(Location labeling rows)
* begin *

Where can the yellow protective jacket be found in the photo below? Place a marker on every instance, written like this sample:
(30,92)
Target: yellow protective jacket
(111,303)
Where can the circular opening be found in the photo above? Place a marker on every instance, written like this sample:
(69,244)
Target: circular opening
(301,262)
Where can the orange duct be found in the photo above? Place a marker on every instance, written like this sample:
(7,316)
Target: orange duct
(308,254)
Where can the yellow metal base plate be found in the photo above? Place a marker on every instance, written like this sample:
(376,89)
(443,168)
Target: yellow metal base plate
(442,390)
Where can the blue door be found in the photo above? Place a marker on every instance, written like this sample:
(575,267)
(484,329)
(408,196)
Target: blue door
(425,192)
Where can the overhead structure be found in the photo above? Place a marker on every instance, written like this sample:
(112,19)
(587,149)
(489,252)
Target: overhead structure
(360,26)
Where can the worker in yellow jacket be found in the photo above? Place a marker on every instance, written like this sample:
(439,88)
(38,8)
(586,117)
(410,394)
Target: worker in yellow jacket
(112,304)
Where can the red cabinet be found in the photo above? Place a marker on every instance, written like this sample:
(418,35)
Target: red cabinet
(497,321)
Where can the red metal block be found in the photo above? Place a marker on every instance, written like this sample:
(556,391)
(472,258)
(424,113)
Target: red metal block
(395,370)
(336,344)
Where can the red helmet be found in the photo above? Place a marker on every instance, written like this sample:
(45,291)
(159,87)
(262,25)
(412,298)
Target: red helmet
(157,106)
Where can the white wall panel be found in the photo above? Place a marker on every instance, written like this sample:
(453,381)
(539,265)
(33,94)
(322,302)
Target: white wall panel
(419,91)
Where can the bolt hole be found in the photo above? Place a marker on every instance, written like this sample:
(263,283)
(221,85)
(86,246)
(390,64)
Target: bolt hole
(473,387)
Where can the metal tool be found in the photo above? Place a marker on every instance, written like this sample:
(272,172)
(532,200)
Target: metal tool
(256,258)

* end *

* [Instructions for the task]:
Format every line of the rows above as a numbered list, leaving out any blank lines.

* [Solution to this problem]:
1. Where can the yellow protective jacket be found in the photo below? Place a marker on every instance, written like this sample:
2. (30,92)
3. Target: yellow protective jacket
4. (111,303)
5. Where can the circular opening be found in the photo above? Place a marker on every instance, written like this sample:
6. (69,244)
7. Target: circular opening
8. (301,262)
9. Where can the orange duct be found in the photo above? Place a marker on every instance, written like this sample:
10. (7,316)
11. Target: orange duct
12. (308,254)
13. Where can the yellow metal base plate be found in the photo above? Place a marker on every instance, written like this sample:
14. (376,89)
15. (443,168)
16. Target: yellow metal base plate
17. (442,390)
18. Where can the blue door be found in the photo above? Place a marker on every instance, written like this sample:
19. (575,267)
20. (484,329)
21. (408,196)
22. Target: blue door
23. (425,192)
24. Where can the overhead structure be found in the photo above? Place a marker on every instance, written like this sample:
25. (112,19)
26. (587,149)
27. (489,252)
28. Target: overhead structure
29. (360,26)
30. Where can the worker in yellow jacket be found in the photo above? Place a marker on every instance, written like this sample:
31. (439,88)
32. (38,8)
33. (586,117)
34. (410,394)
35. Target: worker in yellow jacket
36. (112,304)
37. Where can the red cabinet be found in the photo above? Place a marker on every instance, written like this sample:
38. (418,35)
39. Target: red cabinet
40. (497,321)
41. Where can the red metal block be found in the photo above? Place a marker on every instance, written like this sample:
42. (556,391)
43. (472,258)
44. (424,113)
45. Target: red metal block
46. (395,370)
47. (336,344)
48. Where can the red helmet be found in the photo above? Place a marker on every instance, written like this sample:
49. (45,291)
50. (159,87)
51. (262,25)
52. (412,298)
53. Target: red helmet
54. (157,106)
55. Where can the white wall panel be found in the photo above? Place a marker on every instance, written like this sample:
56. (453,381)
57. (539,265)
58. (33,94)
59. (322,302)
60. Target: white wall panel
61. (419,91)
62. Where can the bolt hole be found in the photo above? Place a marker on every instance, written like this sample:
63. (263,283)
64. (221,85)
65. (86,246)
66. (390,64)
67. Target: bolt hole
68. (473,387)
69. Where can the metal tool be found in the photo above? Place a marker on every instance, written like this sample:
70. (272,172)
71. (532,200)
72. Target: metal tool
73. (256,258)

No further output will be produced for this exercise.